(READING TEXT begins)

Pete Barnum

No. 22
- Position: Fullback

Personal information
- Born: January 17, 1902 Parkersburg, West Virginia, U.S.
- Died: June 25, 1929 (aged 27) Baltimore, Maryland, U.S.
- Listed height: 5 ft 10 in (1.78 m)
- Listed weight: 195 lb (88 kg)

Career information
- High school: Parkersburg
- College: West Virginia

Career history
- Columbus Tigers (1926);

Career NFL statistics
- Games played: 6
- Games started: 5
- Touchdowns: 1
- Stats at Pro Football Reference

= Pete Barnum =

American football player (1902–1929)

Robert "Pete" Barnum (January 17, 1902 – June 29, 1929) was an American football fullback. After playing college football for the West Virginia Mountaineers, he spent one season with the Columbus Tigers of the National Football League (NFL) in 1926. He eventually became a puddler for Bethlehem Steel Company, and died in a steel working accident in 1929.

==College career==
After graduating from Parkersburg High School, where he received the nickname "king of scholastic football players", Barnum attended West Virginia University.

With the Mountaineers football team, Barnum played fullback and punter during his first season in 1923; in 1929, Max E. Hannum of The Pittsburgh Press described Barnum as "a valuable man in the combination that he couldn't be blasted out of the lineup." He was ineligible to play in 1924 for academic reasons before returning to the team in 1925. During West Virginia's lone loss in 1925 to Pittsburgh, Barnum recorded 103 rushing yards and a touchdown, with Hannum writing he "made himself a nuisance from the standpoint of the Panther supporters."

==Professional career==
Upon completing his college career, Barnum received contracts from the Columbus Tigers and Pottsville Maroons. Although the Maroons provided an enticing offer, he chose to sign with Columbus for the 1926 NFL season. He began the year as the Tigers' left halfback.

In the second game of the season, a 14–2 victory over the Canton Bulldogs, Barnum intercepted a Canton pass in his own end zone and returned it 103 yards for a touchdown. The score, which the Green Bay Press-Gazette described as "one for the books", is the longest interception return for a touchdown by a rookie in NFL history. This record was tied by Kamren Kinchens in .

The Tigers finished the season 1–6, with Barnum playing in all but one game, and folded after the season.

==Later life and death==
After ending his NFL career, Barnum moved to Maryland and accepted a position at Bethlehem Steel as a puddler. He was one of six individuals selected by the company for its college graduate training program. In addition to his puddling duties, Barnum played for the company's works team Bethlehem Grays. Described as the "outstanding back of the (Maryland football) league" by The Evening Sun, Barnum recorded an 80-yard touchdown in the 1928 season finale.

On June 21, 1929, Barnum was working at Bethlehem's Sparrows Point plant when he stumbled and fell into a vat of molten metal, where he held onto a ledge inside until he could be extracted by his coworkers. He suffered severe burns from his feet up to his neck, along with burns to his chest, left arm and hand. Barnum was transported to Maryland General Hospital, where initial reports claimed he was "winning his fight for life" and doctors expressed optimism for his recovery. However, he died from his injuries on June 25; he was 27 years old.

Barnum was survived by his younger brother Len Barnum. Like his brother, Len would also play in the NFL, winning the 1938 NFL championship with the New York Giants.

(READING TEXT ends)
(EXTRACTED MATERIAL begins)

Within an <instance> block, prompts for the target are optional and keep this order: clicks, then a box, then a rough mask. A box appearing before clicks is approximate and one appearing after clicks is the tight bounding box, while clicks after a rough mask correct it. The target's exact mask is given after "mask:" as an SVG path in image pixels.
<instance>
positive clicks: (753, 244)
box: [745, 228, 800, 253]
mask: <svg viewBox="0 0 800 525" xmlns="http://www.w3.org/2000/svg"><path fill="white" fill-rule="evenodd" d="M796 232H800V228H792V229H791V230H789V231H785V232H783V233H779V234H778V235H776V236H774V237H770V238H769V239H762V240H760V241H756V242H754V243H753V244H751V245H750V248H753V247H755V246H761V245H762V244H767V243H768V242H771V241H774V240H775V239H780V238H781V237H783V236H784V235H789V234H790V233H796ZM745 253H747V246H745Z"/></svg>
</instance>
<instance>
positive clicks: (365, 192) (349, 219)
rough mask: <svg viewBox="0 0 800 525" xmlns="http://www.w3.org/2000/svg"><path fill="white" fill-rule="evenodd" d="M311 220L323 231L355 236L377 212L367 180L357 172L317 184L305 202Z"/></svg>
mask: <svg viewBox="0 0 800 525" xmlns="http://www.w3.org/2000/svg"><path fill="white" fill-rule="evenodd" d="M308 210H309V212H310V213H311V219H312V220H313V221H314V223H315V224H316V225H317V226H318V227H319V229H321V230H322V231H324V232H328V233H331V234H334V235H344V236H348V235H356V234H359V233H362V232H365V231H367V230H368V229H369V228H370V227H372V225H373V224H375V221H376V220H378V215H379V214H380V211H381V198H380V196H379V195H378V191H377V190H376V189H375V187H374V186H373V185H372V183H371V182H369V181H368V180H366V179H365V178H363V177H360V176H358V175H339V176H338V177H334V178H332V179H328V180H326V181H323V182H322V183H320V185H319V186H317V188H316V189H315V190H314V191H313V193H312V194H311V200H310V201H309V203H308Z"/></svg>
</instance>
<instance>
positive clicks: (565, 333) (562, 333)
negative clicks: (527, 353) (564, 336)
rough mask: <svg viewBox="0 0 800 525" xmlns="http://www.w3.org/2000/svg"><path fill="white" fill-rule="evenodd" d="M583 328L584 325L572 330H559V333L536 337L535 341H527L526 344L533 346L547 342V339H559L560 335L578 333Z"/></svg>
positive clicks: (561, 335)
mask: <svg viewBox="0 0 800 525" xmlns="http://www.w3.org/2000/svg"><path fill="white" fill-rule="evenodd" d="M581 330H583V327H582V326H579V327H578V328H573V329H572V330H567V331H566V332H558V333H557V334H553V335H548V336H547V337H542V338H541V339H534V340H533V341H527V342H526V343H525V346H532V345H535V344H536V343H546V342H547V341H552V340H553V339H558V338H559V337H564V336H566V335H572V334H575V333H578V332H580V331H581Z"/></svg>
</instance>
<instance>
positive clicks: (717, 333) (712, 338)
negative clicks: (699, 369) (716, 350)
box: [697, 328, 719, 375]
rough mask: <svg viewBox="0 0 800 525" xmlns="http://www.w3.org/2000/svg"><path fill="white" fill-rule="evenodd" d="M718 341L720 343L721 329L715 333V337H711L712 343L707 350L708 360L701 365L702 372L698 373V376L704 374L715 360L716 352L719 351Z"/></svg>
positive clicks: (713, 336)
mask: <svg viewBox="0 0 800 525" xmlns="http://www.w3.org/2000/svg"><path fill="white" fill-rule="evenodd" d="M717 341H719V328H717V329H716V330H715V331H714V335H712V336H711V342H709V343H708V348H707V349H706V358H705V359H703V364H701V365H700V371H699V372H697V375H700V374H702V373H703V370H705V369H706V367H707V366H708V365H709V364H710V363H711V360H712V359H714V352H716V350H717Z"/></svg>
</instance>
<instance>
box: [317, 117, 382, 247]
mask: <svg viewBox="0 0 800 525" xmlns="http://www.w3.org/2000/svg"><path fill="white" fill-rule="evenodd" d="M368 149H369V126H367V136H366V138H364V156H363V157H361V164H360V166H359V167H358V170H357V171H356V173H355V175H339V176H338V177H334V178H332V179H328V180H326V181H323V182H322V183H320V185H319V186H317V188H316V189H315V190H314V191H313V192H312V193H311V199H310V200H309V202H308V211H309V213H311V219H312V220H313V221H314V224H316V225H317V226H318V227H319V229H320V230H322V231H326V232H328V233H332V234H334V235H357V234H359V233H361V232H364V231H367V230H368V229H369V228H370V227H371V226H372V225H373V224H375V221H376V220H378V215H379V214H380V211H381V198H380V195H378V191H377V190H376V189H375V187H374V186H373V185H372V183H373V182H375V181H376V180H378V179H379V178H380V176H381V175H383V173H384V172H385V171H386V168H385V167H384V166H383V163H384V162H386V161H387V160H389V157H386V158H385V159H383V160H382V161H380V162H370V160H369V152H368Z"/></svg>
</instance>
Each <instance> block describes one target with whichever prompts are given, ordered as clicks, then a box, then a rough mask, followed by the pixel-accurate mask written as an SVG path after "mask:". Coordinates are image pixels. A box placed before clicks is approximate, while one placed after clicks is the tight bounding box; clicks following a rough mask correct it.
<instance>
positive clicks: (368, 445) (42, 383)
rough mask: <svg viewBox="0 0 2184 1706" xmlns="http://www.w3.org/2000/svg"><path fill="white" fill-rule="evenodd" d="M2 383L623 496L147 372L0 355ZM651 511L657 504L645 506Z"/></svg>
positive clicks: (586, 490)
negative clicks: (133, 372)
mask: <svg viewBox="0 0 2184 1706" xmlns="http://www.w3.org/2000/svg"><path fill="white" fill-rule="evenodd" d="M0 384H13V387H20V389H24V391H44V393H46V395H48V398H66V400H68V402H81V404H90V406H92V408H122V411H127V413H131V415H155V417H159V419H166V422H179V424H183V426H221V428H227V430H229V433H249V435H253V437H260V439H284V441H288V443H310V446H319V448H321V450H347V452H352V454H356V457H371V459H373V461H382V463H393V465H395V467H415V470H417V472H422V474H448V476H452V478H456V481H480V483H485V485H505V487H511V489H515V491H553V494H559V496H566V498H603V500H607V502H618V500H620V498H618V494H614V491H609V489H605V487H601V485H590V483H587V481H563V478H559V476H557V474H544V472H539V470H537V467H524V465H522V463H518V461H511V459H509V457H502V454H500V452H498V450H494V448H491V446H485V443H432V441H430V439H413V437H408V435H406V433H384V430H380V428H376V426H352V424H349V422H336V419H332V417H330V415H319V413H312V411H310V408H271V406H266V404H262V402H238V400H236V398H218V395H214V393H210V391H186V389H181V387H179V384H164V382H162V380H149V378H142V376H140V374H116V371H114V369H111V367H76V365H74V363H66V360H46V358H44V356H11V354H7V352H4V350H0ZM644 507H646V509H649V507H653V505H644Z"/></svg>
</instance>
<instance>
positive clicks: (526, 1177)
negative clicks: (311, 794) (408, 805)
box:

(EXTRACTED MATERIAL ends)

▸ YOUR INSTRUCTIONS
In the Pete Barnum article, at which Bethlehem Steel plant was Barnum working when he fell into a vat of molten metal?

▸ TASK RESULT
The Sparrows Point plant.